#### Entries from a dataset
※

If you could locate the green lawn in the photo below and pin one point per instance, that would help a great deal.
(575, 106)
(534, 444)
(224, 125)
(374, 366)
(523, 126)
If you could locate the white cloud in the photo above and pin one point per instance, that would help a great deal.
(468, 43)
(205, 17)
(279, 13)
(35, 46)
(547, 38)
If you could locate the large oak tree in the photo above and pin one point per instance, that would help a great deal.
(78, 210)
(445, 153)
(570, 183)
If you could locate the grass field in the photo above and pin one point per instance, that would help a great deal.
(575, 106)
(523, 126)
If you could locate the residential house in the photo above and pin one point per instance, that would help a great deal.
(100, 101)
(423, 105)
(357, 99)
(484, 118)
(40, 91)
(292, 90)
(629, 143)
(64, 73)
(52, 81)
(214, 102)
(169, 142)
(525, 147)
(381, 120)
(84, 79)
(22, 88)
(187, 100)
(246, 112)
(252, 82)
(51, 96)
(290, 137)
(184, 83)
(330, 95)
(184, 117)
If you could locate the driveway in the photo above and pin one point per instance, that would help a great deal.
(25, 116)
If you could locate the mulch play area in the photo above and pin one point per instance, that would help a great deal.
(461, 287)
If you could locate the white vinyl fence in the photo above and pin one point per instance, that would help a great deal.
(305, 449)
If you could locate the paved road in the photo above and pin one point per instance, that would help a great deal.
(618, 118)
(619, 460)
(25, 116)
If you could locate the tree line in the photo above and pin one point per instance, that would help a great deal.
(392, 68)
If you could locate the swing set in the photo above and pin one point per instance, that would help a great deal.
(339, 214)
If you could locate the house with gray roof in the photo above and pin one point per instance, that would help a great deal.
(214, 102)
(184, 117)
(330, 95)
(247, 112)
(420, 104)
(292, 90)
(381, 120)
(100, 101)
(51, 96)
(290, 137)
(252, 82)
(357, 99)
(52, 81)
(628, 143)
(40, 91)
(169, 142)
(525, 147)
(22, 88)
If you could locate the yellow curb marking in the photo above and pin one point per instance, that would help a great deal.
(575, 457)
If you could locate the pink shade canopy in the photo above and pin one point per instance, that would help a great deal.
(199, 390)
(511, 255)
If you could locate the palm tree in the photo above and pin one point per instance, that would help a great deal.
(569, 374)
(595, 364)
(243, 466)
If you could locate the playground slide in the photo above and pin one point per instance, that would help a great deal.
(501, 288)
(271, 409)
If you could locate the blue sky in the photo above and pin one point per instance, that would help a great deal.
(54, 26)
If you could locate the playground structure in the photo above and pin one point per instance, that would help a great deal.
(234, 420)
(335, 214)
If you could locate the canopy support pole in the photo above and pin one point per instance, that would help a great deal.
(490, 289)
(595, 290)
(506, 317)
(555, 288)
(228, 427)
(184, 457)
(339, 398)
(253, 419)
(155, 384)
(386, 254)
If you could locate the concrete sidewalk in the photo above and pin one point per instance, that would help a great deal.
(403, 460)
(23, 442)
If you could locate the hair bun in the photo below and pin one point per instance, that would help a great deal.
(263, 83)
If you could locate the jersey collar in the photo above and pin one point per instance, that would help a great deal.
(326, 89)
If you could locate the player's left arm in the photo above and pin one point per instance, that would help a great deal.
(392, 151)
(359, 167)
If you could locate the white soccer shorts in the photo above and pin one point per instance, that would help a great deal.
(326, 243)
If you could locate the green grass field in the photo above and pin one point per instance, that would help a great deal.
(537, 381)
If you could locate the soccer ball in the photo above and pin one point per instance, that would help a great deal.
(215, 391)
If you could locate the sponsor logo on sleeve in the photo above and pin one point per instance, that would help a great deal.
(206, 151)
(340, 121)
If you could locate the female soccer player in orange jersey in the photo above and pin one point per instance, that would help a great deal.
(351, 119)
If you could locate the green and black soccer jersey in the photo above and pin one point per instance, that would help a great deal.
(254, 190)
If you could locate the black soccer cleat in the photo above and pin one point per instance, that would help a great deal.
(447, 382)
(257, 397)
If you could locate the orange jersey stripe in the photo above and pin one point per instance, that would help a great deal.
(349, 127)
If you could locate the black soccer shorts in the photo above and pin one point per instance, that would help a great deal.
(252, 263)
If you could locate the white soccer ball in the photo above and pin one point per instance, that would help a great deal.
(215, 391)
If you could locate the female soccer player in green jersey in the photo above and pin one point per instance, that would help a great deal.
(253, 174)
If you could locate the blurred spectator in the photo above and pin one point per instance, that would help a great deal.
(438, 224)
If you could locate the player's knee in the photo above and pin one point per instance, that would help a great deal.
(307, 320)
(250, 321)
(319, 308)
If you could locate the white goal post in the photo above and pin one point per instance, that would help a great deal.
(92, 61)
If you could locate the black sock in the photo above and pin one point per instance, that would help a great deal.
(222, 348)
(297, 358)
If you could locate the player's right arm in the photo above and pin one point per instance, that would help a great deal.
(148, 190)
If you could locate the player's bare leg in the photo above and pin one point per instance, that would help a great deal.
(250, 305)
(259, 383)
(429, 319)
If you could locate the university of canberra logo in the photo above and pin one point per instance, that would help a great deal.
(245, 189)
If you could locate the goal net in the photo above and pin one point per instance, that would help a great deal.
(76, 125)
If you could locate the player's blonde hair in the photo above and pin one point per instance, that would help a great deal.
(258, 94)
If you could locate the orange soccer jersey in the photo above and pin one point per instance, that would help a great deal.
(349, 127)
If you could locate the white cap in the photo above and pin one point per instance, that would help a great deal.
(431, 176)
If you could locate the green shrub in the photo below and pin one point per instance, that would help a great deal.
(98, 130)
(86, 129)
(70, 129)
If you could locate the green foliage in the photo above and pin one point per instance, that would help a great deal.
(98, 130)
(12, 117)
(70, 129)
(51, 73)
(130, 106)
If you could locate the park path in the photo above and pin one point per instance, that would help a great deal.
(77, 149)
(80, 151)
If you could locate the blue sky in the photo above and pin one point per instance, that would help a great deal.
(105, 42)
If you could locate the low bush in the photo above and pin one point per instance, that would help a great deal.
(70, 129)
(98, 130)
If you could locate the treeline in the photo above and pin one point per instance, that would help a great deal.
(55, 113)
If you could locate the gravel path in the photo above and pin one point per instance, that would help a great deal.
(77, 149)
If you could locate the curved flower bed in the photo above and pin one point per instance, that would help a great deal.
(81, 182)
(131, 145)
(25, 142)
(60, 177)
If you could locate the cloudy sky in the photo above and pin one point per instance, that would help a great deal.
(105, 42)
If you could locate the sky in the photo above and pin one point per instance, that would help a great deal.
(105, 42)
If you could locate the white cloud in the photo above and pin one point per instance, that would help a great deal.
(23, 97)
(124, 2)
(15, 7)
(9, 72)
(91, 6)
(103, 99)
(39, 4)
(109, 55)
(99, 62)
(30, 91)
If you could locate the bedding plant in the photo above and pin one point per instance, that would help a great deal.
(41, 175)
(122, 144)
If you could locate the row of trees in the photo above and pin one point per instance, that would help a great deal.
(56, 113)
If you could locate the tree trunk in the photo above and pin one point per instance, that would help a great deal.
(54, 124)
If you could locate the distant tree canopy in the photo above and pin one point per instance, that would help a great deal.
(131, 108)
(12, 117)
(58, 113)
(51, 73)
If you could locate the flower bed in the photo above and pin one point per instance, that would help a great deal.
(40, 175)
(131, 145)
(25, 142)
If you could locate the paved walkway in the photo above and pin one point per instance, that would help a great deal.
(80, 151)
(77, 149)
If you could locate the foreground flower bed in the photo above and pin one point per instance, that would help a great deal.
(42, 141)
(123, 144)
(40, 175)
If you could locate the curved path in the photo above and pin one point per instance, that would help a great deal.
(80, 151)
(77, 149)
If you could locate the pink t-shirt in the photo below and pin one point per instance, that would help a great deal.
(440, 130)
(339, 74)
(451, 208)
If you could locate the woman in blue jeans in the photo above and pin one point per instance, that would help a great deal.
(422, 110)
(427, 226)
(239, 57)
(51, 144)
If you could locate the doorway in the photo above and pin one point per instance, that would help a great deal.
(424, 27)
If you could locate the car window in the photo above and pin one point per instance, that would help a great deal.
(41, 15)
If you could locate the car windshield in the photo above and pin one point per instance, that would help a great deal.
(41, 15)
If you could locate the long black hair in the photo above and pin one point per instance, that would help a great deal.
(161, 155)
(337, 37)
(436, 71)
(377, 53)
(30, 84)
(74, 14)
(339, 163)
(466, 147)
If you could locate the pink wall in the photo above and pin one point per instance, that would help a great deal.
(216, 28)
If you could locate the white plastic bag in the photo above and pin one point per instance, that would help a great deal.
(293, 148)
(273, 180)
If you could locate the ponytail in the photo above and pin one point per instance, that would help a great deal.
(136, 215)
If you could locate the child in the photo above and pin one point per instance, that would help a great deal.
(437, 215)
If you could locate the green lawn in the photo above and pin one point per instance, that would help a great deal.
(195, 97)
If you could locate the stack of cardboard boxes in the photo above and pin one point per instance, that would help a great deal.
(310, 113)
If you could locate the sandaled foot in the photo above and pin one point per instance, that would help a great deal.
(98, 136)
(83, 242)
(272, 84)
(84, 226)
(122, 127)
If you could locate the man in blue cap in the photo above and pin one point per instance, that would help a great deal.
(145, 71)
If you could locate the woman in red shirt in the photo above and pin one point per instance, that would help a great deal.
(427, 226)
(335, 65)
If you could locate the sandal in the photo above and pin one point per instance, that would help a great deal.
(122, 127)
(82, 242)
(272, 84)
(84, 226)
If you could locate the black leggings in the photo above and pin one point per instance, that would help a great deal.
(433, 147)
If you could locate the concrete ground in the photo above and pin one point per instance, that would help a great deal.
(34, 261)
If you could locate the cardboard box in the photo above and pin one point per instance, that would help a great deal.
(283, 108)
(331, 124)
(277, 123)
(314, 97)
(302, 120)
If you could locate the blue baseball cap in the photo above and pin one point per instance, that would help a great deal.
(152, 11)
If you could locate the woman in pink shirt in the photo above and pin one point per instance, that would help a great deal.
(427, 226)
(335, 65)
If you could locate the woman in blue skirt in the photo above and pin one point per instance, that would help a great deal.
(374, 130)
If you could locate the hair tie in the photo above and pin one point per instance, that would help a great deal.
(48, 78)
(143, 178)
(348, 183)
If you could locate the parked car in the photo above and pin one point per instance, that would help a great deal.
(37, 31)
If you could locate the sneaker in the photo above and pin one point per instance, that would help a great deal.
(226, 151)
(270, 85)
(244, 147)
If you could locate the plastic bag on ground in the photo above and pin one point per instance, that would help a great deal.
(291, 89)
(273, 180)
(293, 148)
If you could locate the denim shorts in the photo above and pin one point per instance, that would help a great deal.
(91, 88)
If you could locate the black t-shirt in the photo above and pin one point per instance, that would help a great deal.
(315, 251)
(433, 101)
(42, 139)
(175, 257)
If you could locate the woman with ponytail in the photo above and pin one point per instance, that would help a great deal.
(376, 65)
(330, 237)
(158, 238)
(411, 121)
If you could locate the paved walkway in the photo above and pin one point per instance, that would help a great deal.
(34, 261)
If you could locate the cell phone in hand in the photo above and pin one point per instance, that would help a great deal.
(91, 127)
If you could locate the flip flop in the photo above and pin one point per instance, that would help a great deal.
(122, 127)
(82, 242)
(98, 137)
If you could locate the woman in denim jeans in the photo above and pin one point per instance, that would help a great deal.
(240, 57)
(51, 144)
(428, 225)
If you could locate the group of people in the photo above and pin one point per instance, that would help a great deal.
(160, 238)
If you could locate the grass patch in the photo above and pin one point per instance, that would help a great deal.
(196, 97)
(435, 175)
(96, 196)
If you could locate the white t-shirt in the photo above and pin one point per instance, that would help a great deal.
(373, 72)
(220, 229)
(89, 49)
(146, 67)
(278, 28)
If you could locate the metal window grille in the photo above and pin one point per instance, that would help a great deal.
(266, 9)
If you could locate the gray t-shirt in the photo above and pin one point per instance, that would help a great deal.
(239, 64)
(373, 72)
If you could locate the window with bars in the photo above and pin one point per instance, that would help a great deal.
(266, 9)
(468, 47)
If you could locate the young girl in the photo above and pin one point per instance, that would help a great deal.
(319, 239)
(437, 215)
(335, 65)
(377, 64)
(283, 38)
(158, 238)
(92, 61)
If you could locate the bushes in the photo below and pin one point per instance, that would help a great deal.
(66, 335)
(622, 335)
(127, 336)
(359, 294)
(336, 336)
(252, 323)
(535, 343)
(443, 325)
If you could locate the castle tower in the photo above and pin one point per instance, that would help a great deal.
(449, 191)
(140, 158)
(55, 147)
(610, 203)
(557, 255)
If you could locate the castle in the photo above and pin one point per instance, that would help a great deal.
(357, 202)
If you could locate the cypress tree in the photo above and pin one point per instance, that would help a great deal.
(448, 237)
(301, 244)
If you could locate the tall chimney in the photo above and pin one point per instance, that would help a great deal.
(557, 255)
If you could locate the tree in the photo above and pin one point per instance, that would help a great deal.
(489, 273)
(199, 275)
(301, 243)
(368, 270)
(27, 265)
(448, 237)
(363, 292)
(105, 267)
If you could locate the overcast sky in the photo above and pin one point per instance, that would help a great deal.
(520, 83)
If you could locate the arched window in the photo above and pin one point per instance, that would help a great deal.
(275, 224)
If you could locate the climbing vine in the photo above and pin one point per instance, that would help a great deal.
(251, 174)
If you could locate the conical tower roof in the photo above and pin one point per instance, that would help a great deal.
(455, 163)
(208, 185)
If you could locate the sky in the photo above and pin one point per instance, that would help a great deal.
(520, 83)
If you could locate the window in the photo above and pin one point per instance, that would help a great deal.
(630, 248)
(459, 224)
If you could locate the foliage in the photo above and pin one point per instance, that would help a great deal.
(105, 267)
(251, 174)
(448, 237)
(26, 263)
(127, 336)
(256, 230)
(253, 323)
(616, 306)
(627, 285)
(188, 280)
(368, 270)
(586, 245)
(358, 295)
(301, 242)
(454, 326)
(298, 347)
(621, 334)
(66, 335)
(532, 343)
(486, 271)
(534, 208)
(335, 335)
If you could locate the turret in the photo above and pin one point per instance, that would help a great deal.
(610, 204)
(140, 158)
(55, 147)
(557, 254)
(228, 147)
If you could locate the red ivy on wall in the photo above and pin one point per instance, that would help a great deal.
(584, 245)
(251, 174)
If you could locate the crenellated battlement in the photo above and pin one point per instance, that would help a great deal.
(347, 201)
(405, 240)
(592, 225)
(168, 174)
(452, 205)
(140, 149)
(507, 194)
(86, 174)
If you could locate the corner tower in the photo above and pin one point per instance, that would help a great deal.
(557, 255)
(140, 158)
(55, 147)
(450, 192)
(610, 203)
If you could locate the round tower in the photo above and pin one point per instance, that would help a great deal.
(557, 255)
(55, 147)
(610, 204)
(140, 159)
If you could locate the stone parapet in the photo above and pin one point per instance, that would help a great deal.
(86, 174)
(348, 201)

※

#### Exercise instructions
Give back, exactly as written, the lines from the one with "If you could locate the tree in" to the last line.

#### Completed task
If you could locate the tree in the photo above and pin one point per instance, that would help a great deal.
(489, 273)
(199, 275)
(301, 243)
(368, 270)
(27, 265)
(448, 237)
(363, 292)
(105, 267)
If you could locate the overcast sky in the photo above and pin one point per instance, that would help a great deal.
(520, 83)
If you could locate the arched window in the photo above and pin one point per instance, that would help a great deal.
(275, 224)
If you could locate the climbing vine in the photo above and pin one point per instance, that would help a great deal.
(251, 174)
If you could locate the conical tower roof in the photo above and pin one point per instance, that would help a great deal.
(455, 163)
(208, 185)
If you could locate the sky in the photo above and pin one point per instance, that would help a great deal.
(520, 83)
If you could locate the window in the photo above and pin one point per instance, that would help a great deal.
(630, 248)
(459, 224)
If you could locate the foliage in the photo above and pin one point per instance, that would help a great deal.
(105, 267)
(251, 174)
(448, 237)
(26, 263)
(127, 336)
(256, 230)
(253, 323)
(616, 306)
(627, 285)
(188, 280)
(368, 270)
(586, 245)
(358, 295)
(301, 242)
(454, 326)
(298, 347)
(621, 334)
(66, 335)
(532, 343)
(486, 271)
(534, 208)
(335, 335)
If you could locate the turret in the photo above and pin one point per instance, that would help a great deal.
(610, 204)
(140, 158)
(55, 147)
(557, 254)
(228, 147)
If you could locate the red ivy on wall in the photo above and pin one point per instance, that would help a great deal.
(584, 245)
(251, 174)
If you could locate the crenellated battlement in the photo above and pin one point per instance, that would help a great deal.
(347, 201)
(405, 240)
(592, 225)
(168, 174)
(452, 205)
(140, 149)
(507, 194)
(86, 174)
If you could locate the corner tower in the photo above and pin one point per instance, that would help a great deal.
(557, 255)
(140, 158)
(55, 147)
(450, 192)
(610, 203)
If you could locate the round tower in the photo above and pin one point per instance, that would help a great deal.
(557, 255)
(55, 147)
(610, 204)
(140, 159)
If you could locate the stone parapet in the photo above and pin one point per instance, that would help a great deal.
(86, 174)
(348, 201)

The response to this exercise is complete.